======== SUPPLIED ENTRIES

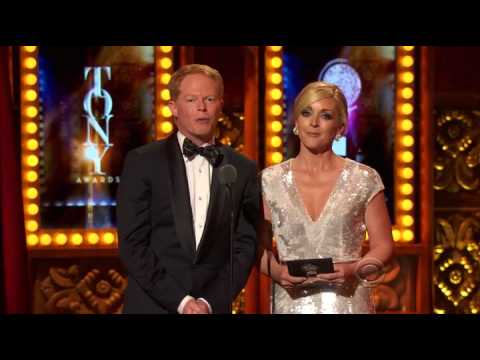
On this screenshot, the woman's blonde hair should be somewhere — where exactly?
[293,81,348,131]
[168,64,223,100]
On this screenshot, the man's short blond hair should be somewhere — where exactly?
[168,64,223,100]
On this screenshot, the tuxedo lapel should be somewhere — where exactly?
[167,134,196,257]
[195,145,228,262]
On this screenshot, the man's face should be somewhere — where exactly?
[168,74,223,145]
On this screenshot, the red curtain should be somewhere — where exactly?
[0,46,30,314]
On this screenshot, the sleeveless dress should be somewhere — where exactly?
[261,158,384,314]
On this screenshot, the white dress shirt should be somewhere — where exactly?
[177,131,212,314]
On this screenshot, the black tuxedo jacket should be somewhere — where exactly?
[117,133,260,314]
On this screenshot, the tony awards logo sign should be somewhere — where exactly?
[83,66,113,177]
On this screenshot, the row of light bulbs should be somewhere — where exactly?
[156,46,173,139]
[265,46,284,166]
[393,46,415,242]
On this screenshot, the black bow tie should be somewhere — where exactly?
[183,138,222,166]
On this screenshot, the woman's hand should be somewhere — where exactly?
[272,264,307,289]
[307,262,356,285]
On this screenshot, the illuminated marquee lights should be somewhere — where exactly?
[155,46,174,139]
[265,46,285,166]
[20,46,173,250]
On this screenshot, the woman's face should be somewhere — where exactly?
[296,98,345,153]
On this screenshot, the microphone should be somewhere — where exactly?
[219,164,237,186]
[219,164,237,314]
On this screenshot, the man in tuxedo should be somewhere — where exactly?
[117,64,260,314]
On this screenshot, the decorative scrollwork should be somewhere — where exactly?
[40,265,127,314]
[433,110,480,192]
[215,112,245,151]
[433,214,480,313]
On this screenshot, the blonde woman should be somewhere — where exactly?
[261,81,393,313]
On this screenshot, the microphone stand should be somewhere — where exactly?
[226,184,234,314]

================

§ WHAT IS BEING ASKED
Please edit all the items above by replacing "screenshot" with "photo" wherever it occurs, keeping everything else the same and omitting the pictures.

§ OUTPUT BELOW
On this photo, the woman's blonde hair should be somewhere — where exactly?
[293,81,348,131]
[168,64,223,100]
On this photo, the man's short blond hair should be somewhere — where exactly?
[168,64,223,100]
On this photo, the tuxedo lapel should be somewhere — where exactly?
[167,134,196,257]
[195,145,228,262]
On this photo, the man's face should be somewhere — where exactly?
[168,74,223,145]
On this photo, the red curtain should be somewhere — where exactly?
[0,46,30,314]
On this photo, the sleeveless dress should be somewhere — where exactly?
[261,158,384,314]
On this photo, the white dress shirt should be somewhere — where exactly?
[177,131,212,314]
On this photo, the black tuxedo jacket should be somewhere — where exactly?
[117,133,260,314]
On this photo, the tony awards logo sign should be somewhere — where exactly?
[83,66,113,177]
On this photo, the row of light bulbs should be somewhere — where exactly?
[156,46,173,139]
[265,46,284,166]
[393,46,415,242]
On this photo, the black bow tie should be somewhere — where exactly?
[183,138,222,166]
On this photo, the woman's hand should be somewhere — where exactly?
[272,264,307,289]
[307,262,356,285]
On this photo, the illuminated marquee lights should be somewhere — where exactly?
[155,46,174,139]
[265,46,285,166]
[20,46,173,250]
On this photo, the woman's face should be somewhere — where exactly?
[296,98,345,153]
On this photo, the microphone should be somewhere — where exactly?
[219,164,237,186]
[219,164,237,314]
On this photo, the man in tuxedo should be somewhere — where exactly?
[117,64,260,314]
On this photo, the decorative scrollwork should be somewhere — where exactly?
[40,265,127,314]
[433,110,480,192]
[215,112,245,151]
[433,214,480,313]
On this photo, the blonde woman should be somewhere — where exactly?
[261,81,393,313]
On this photo, the microphone stand should be somewhere — where exactly?
[226,184,234,314]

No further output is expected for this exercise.